DATA TO USE:

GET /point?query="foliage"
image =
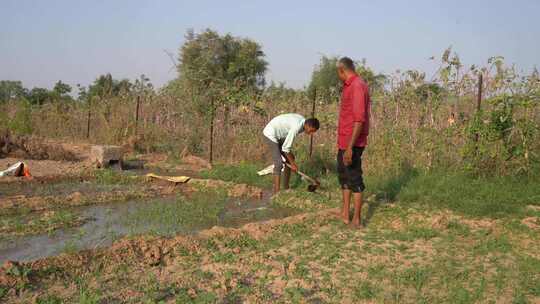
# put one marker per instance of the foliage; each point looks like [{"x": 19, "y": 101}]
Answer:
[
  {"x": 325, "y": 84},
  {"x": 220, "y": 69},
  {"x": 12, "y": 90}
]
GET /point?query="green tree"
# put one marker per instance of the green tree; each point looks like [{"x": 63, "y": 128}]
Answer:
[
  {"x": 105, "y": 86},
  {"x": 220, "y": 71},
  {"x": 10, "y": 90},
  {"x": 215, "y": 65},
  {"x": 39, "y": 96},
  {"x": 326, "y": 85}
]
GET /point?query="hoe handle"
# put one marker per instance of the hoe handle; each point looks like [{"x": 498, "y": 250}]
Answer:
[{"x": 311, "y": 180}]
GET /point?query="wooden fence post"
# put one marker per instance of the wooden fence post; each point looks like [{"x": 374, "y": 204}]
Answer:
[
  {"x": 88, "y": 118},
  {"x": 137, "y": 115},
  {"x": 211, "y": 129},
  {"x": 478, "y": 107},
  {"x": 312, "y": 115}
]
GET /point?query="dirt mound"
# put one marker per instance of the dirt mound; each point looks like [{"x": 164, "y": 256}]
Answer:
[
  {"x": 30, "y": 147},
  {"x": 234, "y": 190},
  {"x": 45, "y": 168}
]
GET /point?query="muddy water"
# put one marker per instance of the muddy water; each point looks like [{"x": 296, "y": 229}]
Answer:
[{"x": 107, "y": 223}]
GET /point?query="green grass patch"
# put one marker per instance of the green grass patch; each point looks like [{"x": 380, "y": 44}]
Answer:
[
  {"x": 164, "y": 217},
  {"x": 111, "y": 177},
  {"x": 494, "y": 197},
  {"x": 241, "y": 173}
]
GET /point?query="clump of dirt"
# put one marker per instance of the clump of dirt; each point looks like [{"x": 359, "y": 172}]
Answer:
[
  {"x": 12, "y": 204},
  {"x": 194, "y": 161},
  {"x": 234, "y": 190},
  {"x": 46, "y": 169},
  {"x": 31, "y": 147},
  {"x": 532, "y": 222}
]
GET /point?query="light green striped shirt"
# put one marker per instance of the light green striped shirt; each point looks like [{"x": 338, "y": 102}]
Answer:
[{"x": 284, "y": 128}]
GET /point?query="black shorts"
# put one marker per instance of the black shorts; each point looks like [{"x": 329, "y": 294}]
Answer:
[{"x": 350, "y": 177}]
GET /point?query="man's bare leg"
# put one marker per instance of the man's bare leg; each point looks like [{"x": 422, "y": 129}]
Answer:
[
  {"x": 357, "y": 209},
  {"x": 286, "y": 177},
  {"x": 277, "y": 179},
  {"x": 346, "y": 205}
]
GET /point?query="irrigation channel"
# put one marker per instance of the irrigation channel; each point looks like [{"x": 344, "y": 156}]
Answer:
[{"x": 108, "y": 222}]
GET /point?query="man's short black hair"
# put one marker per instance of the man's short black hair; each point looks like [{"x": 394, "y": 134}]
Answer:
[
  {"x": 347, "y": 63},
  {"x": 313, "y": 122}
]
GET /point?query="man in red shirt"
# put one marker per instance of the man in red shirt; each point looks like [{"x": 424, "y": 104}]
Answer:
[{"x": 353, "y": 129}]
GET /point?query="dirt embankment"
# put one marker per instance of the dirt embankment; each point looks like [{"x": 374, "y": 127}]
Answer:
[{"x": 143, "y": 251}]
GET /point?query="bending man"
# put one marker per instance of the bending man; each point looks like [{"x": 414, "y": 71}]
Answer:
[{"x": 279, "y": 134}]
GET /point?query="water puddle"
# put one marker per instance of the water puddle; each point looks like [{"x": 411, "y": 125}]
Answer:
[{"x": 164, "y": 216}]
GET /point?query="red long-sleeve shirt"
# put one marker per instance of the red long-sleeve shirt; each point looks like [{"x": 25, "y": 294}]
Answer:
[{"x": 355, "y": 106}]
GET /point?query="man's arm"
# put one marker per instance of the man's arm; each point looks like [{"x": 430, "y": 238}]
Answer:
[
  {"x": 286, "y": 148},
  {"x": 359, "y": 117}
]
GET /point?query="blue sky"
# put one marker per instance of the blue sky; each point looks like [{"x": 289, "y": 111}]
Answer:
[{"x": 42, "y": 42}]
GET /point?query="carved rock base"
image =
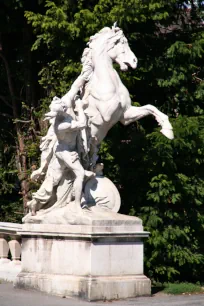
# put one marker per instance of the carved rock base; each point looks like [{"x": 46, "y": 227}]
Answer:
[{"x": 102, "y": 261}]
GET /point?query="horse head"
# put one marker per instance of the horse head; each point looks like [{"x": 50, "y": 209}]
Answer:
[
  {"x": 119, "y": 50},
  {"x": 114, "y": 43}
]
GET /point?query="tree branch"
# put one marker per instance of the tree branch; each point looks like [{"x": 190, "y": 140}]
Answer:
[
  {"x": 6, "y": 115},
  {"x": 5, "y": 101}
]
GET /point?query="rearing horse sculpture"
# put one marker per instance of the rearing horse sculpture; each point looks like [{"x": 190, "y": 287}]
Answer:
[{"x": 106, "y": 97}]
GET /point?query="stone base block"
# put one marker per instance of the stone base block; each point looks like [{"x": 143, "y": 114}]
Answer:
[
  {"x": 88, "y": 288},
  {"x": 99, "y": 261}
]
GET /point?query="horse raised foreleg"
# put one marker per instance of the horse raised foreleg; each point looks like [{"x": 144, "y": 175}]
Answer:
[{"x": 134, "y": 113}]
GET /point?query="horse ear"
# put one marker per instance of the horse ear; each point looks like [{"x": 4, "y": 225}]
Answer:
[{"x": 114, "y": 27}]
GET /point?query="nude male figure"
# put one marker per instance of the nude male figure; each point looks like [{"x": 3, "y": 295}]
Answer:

WORK TO BE COMPLETED:
Images should not appear in the copy; retype the listing above exactly.

WORKED SOLUTION:
GET /point?query="foliage"
image =
# put one marker per instance of the foliage; each point looks like [{"x": 19, "y": 101}]
Answer:
[
  {"x": 325, "y": 84},
  {"x": 220, "y": 69},
  {"x": 12, "y": 90}
]
GET /point?query="green tree"
# put one marker per instance of the green tree; each point looks like [{"x": 63, "y": 128}]
Answer:
[
  {"x": 105, "y": 86},
  {"x": 220, "y": 71},
  {"x": 10, "y": 90},
  {"x": 215, "y": 65},
  {"x": 39, "y": 96},
  {"x": 326, "y": 85}
]
GET /point?query="hoe handle"
# put one marker per instance of the hoe handle; each point looks like [{"x": 498, "y": 250}]
Answer:
[{"x": 311, "y": 180}]
GET /point?query="wooden fence post"
# put one marker per instance of the wooden fence post; each point looks like [{"x": 374, "y": 204}]
Answer:
[
  {"x": 88, "y": 118},
  {"x": 137, "y": 115},
  {"x": 211, "y": 129},
  {"x": 478, "y": 107},
  {"x": 312, "y": 115}
]
GET /point?query="dirt mound"
# put one marker per instance of the dirt mound; each point looks like [{"x": 164, "y": 256}]
Answer:
[
  {"x": 30, "y": 147},
  {"x": 234, "y": 190},
  {"x": 45, "y": 168}
]
GET /point?query="muddy water"
# put one marker per instance of the muddy water; each point looks like [{"x": 296, "y": 229}]
Answer:
[{"x": 107, "y": 223}]
GET /point?query="green grass patch"
# put one marker per instance of the green grass patch; each point looks like [{"x": 380, "y": 44}]
Answer:
[
  {"x": 164, "y": 217},
  {"x": 111, "y": 177},
  {"x": 494, "y": 197},
  {"x": 241, "y": 173}
]
GET /point?query="clump of dirt"
# put one marker per instance of the clump of dirt; each point looks like [{"x": 359, "y": 172}]
Answer:
[
  {"x": 12, "y": 204},
  {"x": 194, "y": 161},
  {"x": 234, "y": 190},
  {"x": 46, "y": 169},
  {"x": 31, "y": 147},
  {"x": 532, "y": 222}
]
GET /point?query="light green striped shirt"
# put one marker per instance of the light green striped shirt; each point looks like [{"x": 338, "y": 102}]
Answer:
[{"x": 284, "y": 128}]
GET /point?query="black shorts"
# put one marker per instance of the black shorts; each point looks like [{"x": 329, "y": 294}]
Answer:
[{"x": 350, "y": 177}]
GET /point?query="man's bare leg"
# put one marker per instance of the man's bare leg; each point looks like [{"x": 422, "y": 129}]
Answer:
[
  {"x": 357, "y": 209},
  {"x": 286, "y": 177},
  {"x": 277, "y": 179},
  {"x": 346, "y": 205}
]
GET /point?query="irrigation channel"
# put one marker per instance of the irrigation channel; each point looks like [{"x": 344, "y": 156}]
Answer:
[{"x": 108, "y": 222}]
GET /point?query="man's short black hair"
# put one marker per instance of the man's short black hair; each point looks like [{"x": 394, "y": 134}]
Answer:
[
  {"x": 347, "y": 63},
  {"x": 313, "y": 122}
]
GET /point?query="man in red shirt"
# put one marker per instance of the man in red shirt; each point looks like [{"x": 424, "y": 104}]
Answer:
[{"x": 353, "y": 129}]
GET /point?query="dirt embankment"
# put one marker per instance of the dirt embankment; each point looks like [{"x": 374, "y": 127}]
Answer:
[{"x": 143, "y": 251}]
GET /point?query="bending man"
# put one marker per instance of the bending man; each point looks like [{"x": 414, "y": 71}]
Answer:
[{"x": 279, "y": 134}]
GET /point?query="water puddle"
# put one marker per instance of the water puddle; each point looks like [{"x": 411, "y": 125}]
Answer:
[{"x": 164, "y": 216}]
GET /point?query="red long-sleeve shirt"
# put one marker per instance of the red long-sleeve shirt; each point looks like [{"x": 25, "y": 294}]
Answer:
[{"x": 355, "y": 106}]
GET /point?query="man's arm"
# put one marker per instance of the man's arm; each point looks like [{"x": 430, "y": 238}]
Answer:
[
  {"x": 286, "y": 148},
  {"x": 359, "y": 117}
]
GET /point?query="blue sky"
# put one marker per instance of the blue sky; each point looks like [{"x": 289, "y": 111}]
Answer:
[{"x": 42, "y": 42}]
GET /point?query="carved rock base"
image =
# put one marker per instance of the carved rock base; each point looks like [{"x": 46, "y": 227}]
Answer:
[{"x": 102, "y": 261}]
GET /point?query="horse head"
# put one marker per instance of the horse head; each point looks like [{"x": 50, "y": 209}]
Answer:
[
  {"x": 119, "y": 50},
  {"x": 114, "y": 43}
]
GET /point?query="tree branch"
# put one marker per instance of the tree branch; each point looks like [{"x": 190, "y": 140}]
Answer:
[
  {"x": 6, "y": 115},
  {"x": 5, "y": 101}
]
GET /point?query="rearing horse sculpture"
# put one marker per instance of the rearing horse sculpture; each point looks like [{"x": 190, "y": 287}]
Answer:
[{"x": 106, "y": 97}]
GET /point?query="stone base block"
# put one marker per instance of the stone base block; each point looks like [{"x": 143, "y": 114}]
Answer:
[
  {"x": 88, "y": 288},
  {"x": 99, "y": 261}
]
GET /point?query="horse raised foreleg"
# put one marker per instance of the horse raised foreleg; each point looks like [{"x": 144, "y": 175}]
Answer:
[{"x": 134, "y": 113}]
GET /point?query="horse ear"
# put one marker per instance of the horse ear; each point looks like [{"x": 4, "y": 225}]
Answer:
[{"x": 114, "y": 27}]
GET /point?query="nude male figure"
# put one marker per instance of the nude male figure; each point looks like [{"x": 3, "y": 295}]
Answer:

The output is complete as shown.